Task directions
In the material below, copy out verbatim everything from the line containing "550L88 557L161 577L252" through the line containing "positive clicks: (364, 557)", with both of those lines included.

== Input for this task

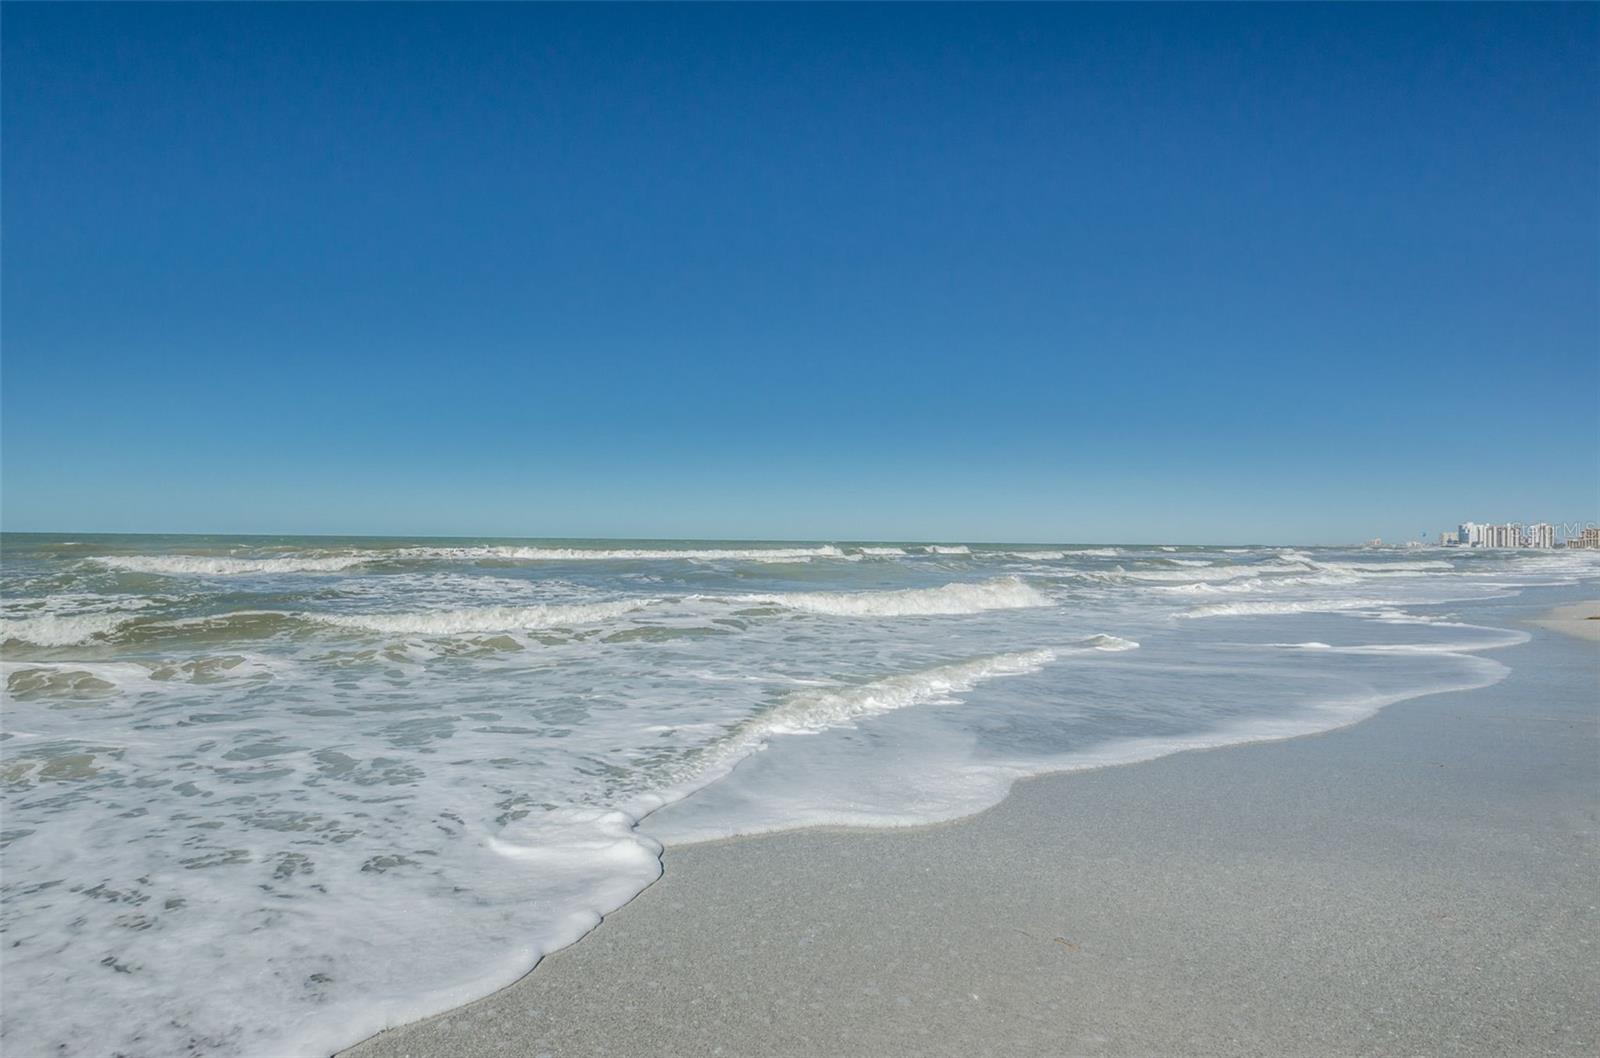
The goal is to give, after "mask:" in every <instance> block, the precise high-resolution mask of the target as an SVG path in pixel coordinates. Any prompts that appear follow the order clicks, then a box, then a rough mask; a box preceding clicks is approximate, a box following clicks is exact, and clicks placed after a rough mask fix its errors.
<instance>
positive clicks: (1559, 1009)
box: [344, 603, 1600, 1058]
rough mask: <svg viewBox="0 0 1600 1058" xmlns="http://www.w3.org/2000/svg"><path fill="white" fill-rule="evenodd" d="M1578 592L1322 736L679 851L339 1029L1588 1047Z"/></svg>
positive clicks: (863, 1044) (1593, 910)
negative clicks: (493, 984)
mask: <svg viewBox="0 0 1600 1058" xmlns="http://www.w3.org/2000/svg"><path fill="white" fill-rule="evenodd" d="M1592 613H1600V608H1597V607H1595V603H1581V605H1578V607H1563V608H1562V610H1558V611H1555V613H1547V615H1542V616H1541V615H1538V613H1536V611H1533V610H1528V611H1526V613H1522V615H1517V613H1515V611H1514V613H1512V616H1514V618H1517V619H1520V621H1525V623H1530V624H1533V623H1534V619H1538V624H1539V626H1541V631H1536V632H1534V637H1533V640H1531V642H1528V643H1526V645H1523V647H1515V648H1512V650H1506V651H1502V653H1501V656H1502V659H1504V661H1506V663H1507V664H1509V666H1510V667H1512V671H1510V675H1509V677H1507V679H1506V680H1504V682H1501V683H1498V685H1494V687H1490V688H1486V690H1478V691H1469V693H1446V695H1434V696H1429V698H1421V699H1414V701H1406V703H1402V704H1398V706H1394V707H1390V709H1386V711H1384V712H1381V714H1379V715H1378V717H1374V719H1371V720H1366V722H1363V723H1358V725H1355V727H1350V728H1344V730H1339V731H1333V733H1328V735H1323V736H1312V738H1299V739H1293V741H1282V743H1262V744H1250V746H1235V747H1227V749H1218V751H1205V752H1186V754H1178V755H1171V757H1165V759H1160V760H1154V762H1149V763H1139V765H1131V767H1115V768H1104V770H1096V771H1080V773H1072V775H1056V776H1045V778H1038V779H1032V781H1026V783H1021V784H1018V786H1016V789H1014V791H1013V792H1011V796H1010V797H1008V799H1006V800H1005V802H1003V804H1000V805H998V807H995V808H992V810H990V812H986V813H982V815H978V816H973V818H968V820H963V821H958V823H952V824H941V826H928V828H914V829H899V831H802V832H789V834H774V836H765V837H749V839H734V840H723V842H710V844H702V845H690V847H675V848H669V850H667V853H666V858H664V866H666V874H664V877H662V879H661V880H659V882H658V884H654V885H651V887H650V888H648V890H645V892H643V893H642V895H640V896H638V898H637V900H634V901H632V903H630V904H627V906H626V908H622V909H621V911H618V912H616V914H613V916H610V917H606V920H605V922H603V924H602V925H600V927H598V928H597V930H594V933H590V935H589V936H587V938H584V940H582V941H581V943H578V944H574V946H571V948H568V949H565V951H560V952H557V954H554V956H550V957H547V959H546V960H544V962H541V964H539V967H538V968H536V970H534V972H533V973H530V975H528V976H526V978H523V980H522V981H518V983H517V984H515V986H512V988H507V989H504V991H501V992H498V994H494V996H490V997H486V999H483V1000H480V1002H475V1004H470V1005H467V1007H464V1008H459V1010H454V1012H451V1013H446V1015H442V1016H437V1018H432V1020H427V1021H421V1023H416V1024H411V1026H405V1028H400V1029H395V1031H389V1032H384V1034H381V1036H378V1037H374V1039H371V1040H368V1042H365V1044H362V1045H358V1047H354V1048H350V1050H349V1052H344V1053H346V1055H347V1058H400V1056H410V1058H424V1056H442V1055H456V1056H478V1055H546V1053H549V1055H702V1053H722V1055H846V1053H850V1055H1094V1053H1118V1055H1146V1053H1182V1055H1210V1053H1227V1055H1334V1053H1336V1055H1400V1053H1430V1055H1432V1053H1438V1055H1592V1053H1597V1052H1600V1000H1597V996H1600V912H1597V904H1600V812H1597V802H1600V797H1597V791H1600V754H1597V747H1600V741H1597V714H1600V706H1597V690H1600V650H1595V647H1594V645H1592V643H1590V642H1579V640H1578V639H1574V637H1578V635H1581V637H1584V639H1592V634H1590V626H1589V624H1586V623H1582V619H1584V618H1587V616H1590V615H1592ZM1592 624H1597V626H1600V621H1595V623H1592ZM1544 629H1560V631H1563V632H1571V634H1573V637H1570V635H1554V634H1549V631H1544ZM774 877H781V879H784V880H782V884H778V885H773V884H770V879H774Z"/></svg>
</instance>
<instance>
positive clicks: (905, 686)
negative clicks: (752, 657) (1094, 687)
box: [738, 650, 1056, 744]
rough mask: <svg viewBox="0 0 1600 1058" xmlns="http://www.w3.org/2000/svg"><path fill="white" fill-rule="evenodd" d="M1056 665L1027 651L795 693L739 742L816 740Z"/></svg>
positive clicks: (741, 733) (741, 729) (745, 735)
mask: <svg viewBox="0 0 1600 1058" xmlns="http://www.w3.org/2000/svg"><path fill="white" fill-rule="evenodd" d="M1054 659H1056V653H1054V651H1053V650H1027V651H1021V653H1005V655H992V656H987V658H974V659H971V661H958V663H955V664H941V666H936V667H933V669H923V671H920V672H906V674H902V675H888V677H883V679H878V680H872V682H870V683H859V685H856V687H843V688H827V690H803V691H795V693H792V695H789V696H787V698H784V699H782V703H781V704H779V706H778V707H776V709H773V711H771V712H768V714H765V715H760V717H755V719H752V720H750V723H747V725H746V727H744V728H741V730H739V733H738V741H739V743H746V744H747V743H750V741H758V739H762V738H766V736H770V735H814V733H816V731H824V730H827V728H830V727H838V725H842V723H850V722H853V720H858V719H861V717H866V715H874V714H878V712H890V711H894V709H904V707H907V706H920V704H928V703H949V701H952V699H954V696H955V695H962V693H965V691H970V690H973V688H974V687H978V683H981V682H984V680H992V679H995V677H1002V675H1026V674H1029V672H1037V671H1038V669H1042V667H1045V666H1046V664H1050V663H1051V661H1054Z"/></svg>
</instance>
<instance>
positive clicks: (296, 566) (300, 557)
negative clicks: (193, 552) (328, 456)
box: [90, 552, 381, 576]
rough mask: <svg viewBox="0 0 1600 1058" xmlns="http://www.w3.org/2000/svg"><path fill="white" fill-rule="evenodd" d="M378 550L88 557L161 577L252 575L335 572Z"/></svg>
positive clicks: (364, 557)
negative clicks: (219, 558)
mask: <svg viewBox="0 0 1600 1058" xmlns="http://www.w3.org/2000/svg"><path fill="white" fill-rule="evenodd" d="M379 554H381V552H366V554H350V555H326V557H299V555H296V557H282V559H216V557H210V555H99V557H94V559H90V562H96V563H99V565H104V567H109V568H112V570H126V571H128V573H157V575H162V576H256V575H283V573H338V571H341V570H350V568H355V567H358V565H365V563H368V562H371V560H373V559H374V557H376V555H379Z"/></svg>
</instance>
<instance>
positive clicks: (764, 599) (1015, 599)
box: [738, 576, 1051, 618]
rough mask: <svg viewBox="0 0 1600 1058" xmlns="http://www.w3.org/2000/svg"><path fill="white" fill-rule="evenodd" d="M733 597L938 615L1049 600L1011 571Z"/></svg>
mask: <svg viewBox="0 0 1600 1058" xmlns="http://www.w3.org/2000/svg"><path fill="white" fill-rule="evenodd" d="M738 599H739V600H741V602H752V603H763V605H774V607H784V608H787V610H802V611H805V613H821V615H829V616H840V618H906V616H939V615H955V613H982V611H984V610H1021V608H1024V607H1048V605H1051V602H1050V597H1048V595H1045V594H1043V592H1042V591H1038V589H1037V587H1030V586H1027V584H1024V583H1022V581H1021V579H1018V578H1014V576H1002V578H997V579H992V581H978V583H957V584H944V586H941V587H902V589H896V591H877V592H790V594H784V595H741V597H738Z"/></svg>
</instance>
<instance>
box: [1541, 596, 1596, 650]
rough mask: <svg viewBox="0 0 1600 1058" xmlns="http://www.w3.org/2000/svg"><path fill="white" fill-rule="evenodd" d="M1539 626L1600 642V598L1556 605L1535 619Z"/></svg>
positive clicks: (1555, 631)
mask: <svg viewBox="0 0 1600 1058" xmlns="http://www.w3.org/2000/svg"><path fill="white" fill-rule="evenodd" d="M1534 624H1538V626H1539V627H1547V629H1550V631H1554V632H1563V634H1566V635H1576V637H1578V639H1587V640H1592V642H1600V600H1592V602H1574V603H1570V605H1565V607H1555V608H1554V610H1550V611H1549V613H1546V615H1544V616H1541V618H1538V619H1536V621H1534Z"/></svg>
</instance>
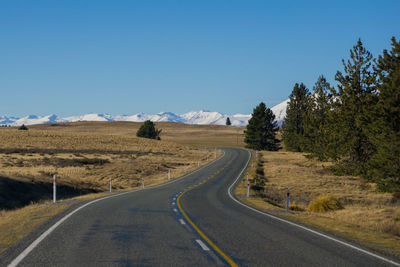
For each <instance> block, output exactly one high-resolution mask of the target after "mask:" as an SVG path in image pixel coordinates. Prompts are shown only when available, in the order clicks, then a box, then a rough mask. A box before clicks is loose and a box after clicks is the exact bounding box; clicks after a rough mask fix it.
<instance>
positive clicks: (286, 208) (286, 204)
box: [286, 188, 290, 213]
mask: <svg viewBox="0 0 400 267" xmlns="http://www.w3.org/2000/svg"><path fill="white" fill-rule="evenodd" d="M289 200H290V190H289V188H288V189H287V191H286V213H289Z"/></svg>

====

Solved problem
rough mask: <svg viewBox="0 0 1600 1058" xmlns="http://www.w3.org/2000/svg"><path fill="white" fill-rule="evenodd" d="M378 550L88 557L161 577L252 575L335 572Z"/></svg>
positive clicks: (364, 557)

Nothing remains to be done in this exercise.